Texto extraído
———

La violencia contra las mujeres con VIH, según cuatro académicas que la definieron en un documento respaldado por ONU Mujeres, incluye “cualquier acto, estructura o proceso que ejerza poder causando daños físicos, sexuales, psicológicos, financieros y legales” a estas pacientes. Nizarindandi Picasso, representante de la Comunidad Internacional de Mujeres que Viven con VIH en América Latina (ICW Latina) —una red que tiene un programa en Perú—, señala que ellas han sufrido diversas formas de abuso, desde violencia por parte de sus parejas, quienes les transmitieron el VIH conocedores de su serostatus, hasta la comunicación de su condición sin su consentimiento.

Esta cadena de reveses, de acuerdo con la experta, dificulta la negociación del sexo seguro e incluye rechazo, abandono, pérdida de propiedades y violencia contra los hijos en el ámbito familiar y comunitario. También deviene en autolesiones o autoculpa, lo que puede llevar al incumplimiento del tratamiento. En los servicios sanitarios, las mujeres enfrentan violaciones de confidencialidad y tratamientos discriminatorios; en el ámbito laboral, restricciones de empleo y pruebas sin consentimiento.

———

Descripciones de regiones en lenguaje natural
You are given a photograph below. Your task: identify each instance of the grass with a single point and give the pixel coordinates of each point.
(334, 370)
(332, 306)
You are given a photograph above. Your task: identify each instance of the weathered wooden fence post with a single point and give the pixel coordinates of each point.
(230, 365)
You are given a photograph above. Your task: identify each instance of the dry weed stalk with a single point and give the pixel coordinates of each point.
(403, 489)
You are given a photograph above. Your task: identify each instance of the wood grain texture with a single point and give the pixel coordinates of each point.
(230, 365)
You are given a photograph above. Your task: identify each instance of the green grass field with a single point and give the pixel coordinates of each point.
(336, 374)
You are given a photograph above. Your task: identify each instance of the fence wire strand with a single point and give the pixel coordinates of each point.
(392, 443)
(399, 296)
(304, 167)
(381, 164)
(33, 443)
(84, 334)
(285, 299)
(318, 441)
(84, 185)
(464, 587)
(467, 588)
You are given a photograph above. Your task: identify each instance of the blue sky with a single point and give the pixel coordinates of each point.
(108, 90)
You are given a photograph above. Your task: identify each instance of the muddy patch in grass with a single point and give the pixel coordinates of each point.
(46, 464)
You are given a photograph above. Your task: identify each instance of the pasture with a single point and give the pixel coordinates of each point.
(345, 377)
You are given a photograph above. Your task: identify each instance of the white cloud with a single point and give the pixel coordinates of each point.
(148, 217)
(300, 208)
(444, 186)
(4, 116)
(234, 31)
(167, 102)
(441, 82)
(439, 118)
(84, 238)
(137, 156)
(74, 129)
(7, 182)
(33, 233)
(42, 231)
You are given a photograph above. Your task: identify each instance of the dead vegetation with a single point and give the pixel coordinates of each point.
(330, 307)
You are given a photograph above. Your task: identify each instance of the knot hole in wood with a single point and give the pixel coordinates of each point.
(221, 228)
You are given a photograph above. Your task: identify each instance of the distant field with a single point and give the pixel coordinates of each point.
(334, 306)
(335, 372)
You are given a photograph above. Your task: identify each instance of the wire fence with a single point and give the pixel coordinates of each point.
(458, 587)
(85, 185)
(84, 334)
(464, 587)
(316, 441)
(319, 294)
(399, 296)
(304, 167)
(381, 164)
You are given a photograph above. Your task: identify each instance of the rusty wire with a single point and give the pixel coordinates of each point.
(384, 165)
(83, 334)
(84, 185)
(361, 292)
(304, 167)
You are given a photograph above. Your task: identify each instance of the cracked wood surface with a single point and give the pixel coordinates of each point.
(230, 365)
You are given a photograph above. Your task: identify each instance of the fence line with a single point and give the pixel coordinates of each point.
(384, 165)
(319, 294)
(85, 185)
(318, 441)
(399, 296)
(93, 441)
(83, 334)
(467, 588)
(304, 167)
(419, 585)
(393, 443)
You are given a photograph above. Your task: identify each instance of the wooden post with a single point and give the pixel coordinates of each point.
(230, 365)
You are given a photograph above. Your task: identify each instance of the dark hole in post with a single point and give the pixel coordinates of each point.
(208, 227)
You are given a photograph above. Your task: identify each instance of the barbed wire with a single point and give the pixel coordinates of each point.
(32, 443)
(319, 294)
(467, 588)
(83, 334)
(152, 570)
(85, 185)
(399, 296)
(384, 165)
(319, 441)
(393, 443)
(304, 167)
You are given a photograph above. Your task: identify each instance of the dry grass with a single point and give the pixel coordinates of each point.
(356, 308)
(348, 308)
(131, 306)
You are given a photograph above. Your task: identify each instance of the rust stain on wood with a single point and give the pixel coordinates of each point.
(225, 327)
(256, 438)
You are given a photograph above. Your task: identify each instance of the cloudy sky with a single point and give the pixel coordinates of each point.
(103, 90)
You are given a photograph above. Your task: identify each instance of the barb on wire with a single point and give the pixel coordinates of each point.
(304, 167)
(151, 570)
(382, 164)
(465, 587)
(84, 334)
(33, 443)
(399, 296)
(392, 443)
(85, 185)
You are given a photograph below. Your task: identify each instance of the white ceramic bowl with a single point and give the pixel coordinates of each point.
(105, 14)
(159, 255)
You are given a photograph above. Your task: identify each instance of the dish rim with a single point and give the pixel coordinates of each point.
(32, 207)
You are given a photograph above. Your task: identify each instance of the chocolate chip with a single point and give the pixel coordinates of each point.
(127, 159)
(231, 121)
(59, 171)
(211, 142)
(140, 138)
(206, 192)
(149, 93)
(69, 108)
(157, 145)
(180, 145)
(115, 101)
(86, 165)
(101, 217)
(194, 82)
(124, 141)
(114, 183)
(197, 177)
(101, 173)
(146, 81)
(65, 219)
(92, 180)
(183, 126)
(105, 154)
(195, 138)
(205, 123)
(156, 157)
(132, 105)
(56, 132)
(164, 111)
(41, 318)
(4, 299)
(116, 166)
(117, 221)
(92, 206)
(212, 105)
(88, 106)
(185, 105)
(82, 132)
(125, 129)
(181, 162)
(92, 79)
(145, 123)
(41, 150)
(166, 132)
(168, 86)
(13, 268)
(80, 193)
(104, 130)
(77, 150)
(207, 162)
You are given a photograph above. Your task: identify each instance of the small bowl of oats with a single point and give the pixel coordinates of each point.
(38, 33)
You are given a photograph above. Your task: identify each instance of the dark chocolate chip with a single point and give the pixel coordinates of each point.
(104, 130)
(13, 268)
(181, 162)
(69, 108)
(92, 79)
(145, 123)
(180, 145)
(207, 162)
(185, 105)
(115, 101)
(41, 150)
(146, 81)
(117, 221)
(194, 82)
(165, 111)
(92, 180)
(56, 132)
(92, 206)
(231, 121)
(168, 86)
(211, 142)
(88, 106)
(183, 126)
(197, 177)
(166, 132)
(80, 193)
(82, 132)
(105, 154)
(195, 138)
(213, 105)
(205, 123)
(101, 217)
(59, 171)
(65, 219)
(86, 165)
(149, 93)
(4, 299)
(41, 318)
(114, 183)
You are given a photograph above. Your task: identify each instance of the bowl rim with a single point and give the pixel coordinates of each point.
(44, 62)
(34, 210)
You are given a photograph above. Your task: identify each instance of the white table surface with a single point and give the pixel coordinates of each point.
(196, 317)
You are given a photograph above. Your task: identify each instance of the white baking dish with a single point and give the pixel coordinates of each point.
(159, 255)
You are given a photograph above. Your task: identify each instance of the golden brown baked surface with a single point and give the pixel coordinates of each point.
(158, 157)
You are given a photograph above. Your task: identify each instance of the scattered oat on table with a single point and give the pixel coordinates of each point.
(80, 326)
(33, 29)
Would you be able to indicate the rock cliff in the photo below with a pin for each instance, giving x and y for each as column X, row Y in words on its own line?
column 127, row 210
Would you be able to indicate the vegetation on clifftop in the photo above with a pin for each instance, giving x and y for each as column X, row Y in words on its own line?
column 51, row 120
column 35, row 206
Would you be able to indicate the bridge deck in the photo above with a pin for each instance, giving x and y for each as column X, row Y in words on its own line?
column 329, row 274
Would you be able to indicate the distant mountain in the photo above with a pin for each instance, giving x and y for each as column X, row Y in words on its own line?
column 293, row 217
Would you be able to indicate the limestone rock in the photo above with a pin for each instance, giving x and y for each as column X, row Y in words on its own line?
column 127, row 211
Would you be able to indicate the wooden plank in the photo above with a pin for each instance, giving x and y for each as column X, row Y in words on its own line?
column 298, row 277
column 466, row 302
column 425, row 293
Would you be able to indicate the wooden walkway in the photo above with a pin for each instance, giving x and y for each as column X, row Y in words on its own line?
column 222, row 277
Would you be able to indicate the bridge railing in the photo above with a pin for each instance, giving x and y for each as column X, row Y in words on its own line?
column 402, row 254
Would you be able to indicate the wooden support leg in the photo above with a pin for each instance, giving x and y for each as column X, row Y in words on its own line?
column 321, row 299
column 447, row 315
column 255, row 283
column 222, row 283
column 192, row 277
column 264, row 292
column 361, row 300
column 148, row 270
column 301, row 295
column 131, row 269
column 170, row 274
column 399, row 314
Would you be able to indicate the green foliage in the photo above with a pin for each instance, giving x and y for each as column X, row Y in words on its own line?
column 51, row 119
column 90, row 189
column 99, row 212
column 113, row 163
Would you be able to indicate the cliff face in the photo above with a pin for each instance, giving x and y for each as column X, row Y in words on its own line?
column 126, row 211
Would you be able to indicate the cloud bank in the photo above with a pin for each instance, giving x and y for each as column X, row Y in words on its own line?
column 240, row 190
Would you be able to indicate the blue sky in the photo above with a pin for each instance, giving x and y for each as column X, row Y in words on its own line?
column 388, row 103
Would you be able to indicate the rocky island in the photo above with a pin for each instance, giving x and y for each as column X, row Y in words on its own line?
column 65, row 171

———

Reproduce íntegro y sin cambios el texto sobre la violencia contra las mujeres con VIH. Básate únicamente en el texto.

Respuesta
La violencia contra las mujeres con VIH, según cuatro académicas que la definieron en un documento respaldado por ONU Mujeres, incluye “cualquier acto, estructura o proceso que ejerza poder causando daños físicos, sexuales, psicológicos, financieros y legales” a estas pacientes. Nizarindandi Picasso, representante de la Comunidad Internacional de Mujeres que Viven con VIH en América Latina (ICW Latina) —una red que tiene un programa en Perú—, señala que ellas han sufrido diversas formas de abuso, desde violencia por parte de sus parejas, quienes les transmitieron el VIH conocedores de su serostatus, hasta la comunicación de su condición sin su consentimiento.

Esta cadena de reveses, de acuerdo con la experta, dificulta la negociación del sexo seguro e incluye rechazo, abandono, pérdida de propiedades y violencia contra los hijos en el ámbito familiar y comunitario. También deviene en autolesiones o autoculpa, lo que puede llevar al incumplimiento del tratamiento. En los servicios sanitarios, las mujeres enfrentan violaciones de confidencialidad y tratamientos discriminatorios; en el ámbito laboral, restricciones de empleo y pruebas sin consentimiento.